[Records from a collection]
────────────────────
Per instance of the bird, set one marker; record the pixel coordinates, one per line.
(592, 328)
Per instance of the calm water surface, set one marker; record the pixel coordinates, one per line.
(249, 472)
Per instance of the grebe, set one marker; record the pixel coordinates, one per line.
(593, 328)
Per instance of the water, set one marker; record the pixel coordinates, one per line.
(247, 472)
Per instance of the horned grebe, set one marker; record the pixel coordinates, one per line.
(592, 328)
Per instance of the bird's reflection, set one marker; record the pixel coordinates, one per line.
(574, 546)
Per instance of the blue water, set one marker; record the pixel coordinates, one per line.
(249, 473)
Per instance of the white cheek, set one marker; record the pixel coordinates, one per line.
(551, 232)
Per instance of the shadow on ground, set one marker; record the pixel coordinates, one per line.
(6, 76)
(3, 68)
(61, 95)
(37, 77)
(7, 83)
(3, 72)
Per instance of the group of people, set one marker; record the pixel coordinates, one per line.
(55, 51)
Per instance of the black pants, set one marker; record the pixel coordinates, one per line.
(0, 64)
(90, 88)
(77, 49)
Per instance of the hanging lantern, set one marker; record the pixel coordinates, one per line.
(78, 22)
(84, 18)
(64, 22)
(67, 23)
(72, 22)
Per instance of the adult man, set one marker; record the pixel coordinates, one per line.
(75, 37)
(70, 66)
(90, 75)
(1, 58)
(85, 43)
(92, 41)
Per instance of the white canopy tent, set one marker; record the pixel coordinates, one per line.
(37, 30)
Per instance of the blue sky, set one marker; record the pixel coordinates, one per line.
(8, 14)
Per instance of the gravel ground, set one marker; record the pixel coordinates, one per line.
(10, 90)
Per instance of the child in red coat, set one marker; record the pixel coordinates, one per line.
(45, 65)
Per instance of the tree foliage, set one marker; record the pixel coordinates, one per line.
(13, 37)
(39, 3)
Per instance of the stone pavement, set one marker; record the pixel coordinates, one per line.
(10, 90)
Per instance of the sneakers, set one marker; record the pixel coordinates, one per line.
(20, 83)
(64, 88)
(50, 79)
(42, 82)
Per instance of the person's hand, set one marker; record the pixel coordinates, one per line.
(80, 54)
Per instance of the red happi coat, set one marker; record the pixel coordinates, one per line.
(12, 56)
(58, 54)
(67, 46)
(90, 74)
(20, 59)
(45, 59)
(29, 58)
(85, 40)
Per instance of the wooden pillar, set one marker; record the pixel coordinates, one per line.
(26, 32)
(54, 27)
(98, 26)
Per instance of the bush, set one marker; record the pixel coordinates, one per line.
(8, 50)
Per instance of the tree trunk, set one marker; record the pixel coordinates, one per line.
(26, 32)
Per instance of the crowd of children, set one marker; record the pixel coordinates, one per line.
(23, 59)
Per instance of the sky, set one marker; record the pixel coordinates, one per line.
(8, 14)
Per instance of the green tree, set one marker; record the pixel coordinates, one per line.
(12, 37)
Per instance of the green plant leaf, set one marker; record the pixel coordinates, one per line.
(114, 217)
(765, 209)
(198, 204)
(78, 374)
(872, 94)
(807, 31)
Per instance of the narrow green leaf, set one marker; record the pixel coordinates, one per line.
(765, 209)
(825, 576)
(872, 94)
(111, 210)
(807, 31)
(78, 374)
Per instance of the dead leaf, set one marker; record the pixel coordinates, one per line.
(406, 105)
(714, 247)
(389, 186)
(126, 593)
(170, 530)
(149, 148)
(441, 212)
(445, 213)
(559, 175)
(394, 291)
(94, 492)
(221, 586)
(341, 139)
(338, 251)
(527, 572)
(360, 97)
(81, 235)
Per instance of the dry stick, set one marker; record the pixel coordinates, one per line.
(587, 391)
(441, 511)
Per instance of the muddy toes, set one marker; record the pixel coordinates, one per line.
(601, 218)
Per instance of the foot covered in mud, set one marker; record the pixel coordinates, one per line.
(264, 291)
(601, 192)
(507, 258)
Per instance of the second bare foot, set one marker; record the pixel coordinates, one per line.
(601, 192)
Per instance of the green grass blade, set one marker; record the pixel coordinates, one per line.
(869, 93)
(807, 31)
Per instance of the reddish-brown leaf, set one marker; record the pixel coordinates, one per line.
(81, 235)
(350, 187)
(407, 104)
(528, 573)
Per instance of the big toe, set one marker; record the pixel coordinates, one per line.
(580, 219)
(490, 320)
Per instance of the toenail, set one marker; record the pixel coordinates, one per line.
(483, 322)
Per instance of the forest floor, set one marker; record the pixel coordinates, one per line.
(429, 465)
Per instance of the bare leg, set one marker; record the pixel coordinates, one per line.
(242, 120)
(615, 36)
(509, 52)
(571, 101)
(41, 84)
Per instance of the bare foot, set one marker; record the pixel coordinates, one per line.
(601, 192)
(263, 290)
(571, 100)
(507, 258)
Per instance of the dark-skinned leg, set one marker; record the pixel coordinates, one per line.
────────────────────
- [Goal of the exercise]: Copy out every line from the one containing "Per instance of the narrow" through the last line, shifting each number in the pixel coordinates by -80. Leave all other lines unchanged.

- [Task solution]:
Per instance of the narrow green leaf, set one marker; record the pixel coordinates, one per line.
(685, 129)
(745, 496)
(792, 14)
(31, 130)
(727, -49)
(-2, 294)
Per instance of the dead leaf, set one marker; record the pixel coordinates, one per line.
(326, 25)
(634, 167)
(309, 106)
(46, 513)
(90, 450)
(69, 68)
(361, 132)
(365, 133)
(479, 95)
(314, 211)
(14, 412)
(141, 506)
(261, 59)
(258, 171)
(447, 492)
(280, 17)
(1, 155)
Per instance of the dry stick, set one marker; record the pixel coordinates, one per line.
(507, 311)
(361, 431)
Per instance of the muddy toes, set one marker; record the pixel coordinates, one per line.
(521, 138)
Per instance of the foot covered in mud, set one marker; record the pixel coordinates, one per line.
(184, 211)
(521, 112)
(427, 178)
Per instance of the second bare foot, set one marker; record the pixel coordinates, one per line.
(521, 112)
Per instance of the green grass blade, set one marker; record the pixel coordinates, one per line.
(789, 13)
(727, -49)
Per instance of the reddish-brown leaf, set one marker; record the pixel coordinates, one per line.
(1, 155)
(270, 107)
(327, 24)
(448, 493)
Per instance of the big toe, set one marker; record the pixel coordinates, one per line.
(500, 139)
(410, 240)
Per instance of the toenail, set one marker; record the pixel coordinates, one per line.
(403, 242)
Per instance of the forest floor, set one marker; record the pixel coordinates, one per line.
(349, 385)
Per instance of the bare leg, set one marker; record the pixel coordinates, one per line.
(162, 40)
(535, -44)
(429, -28)
(491, 21)
(-39, 4)
Per instance of the bare foot, set one marker; record the pixel coordinates, one per line.
(521, 112)
(183, 210)
(491, 20)
(427, 178)
Per instance of the dark-skinned leg, set one marker; record the pixel coordinates, one per line.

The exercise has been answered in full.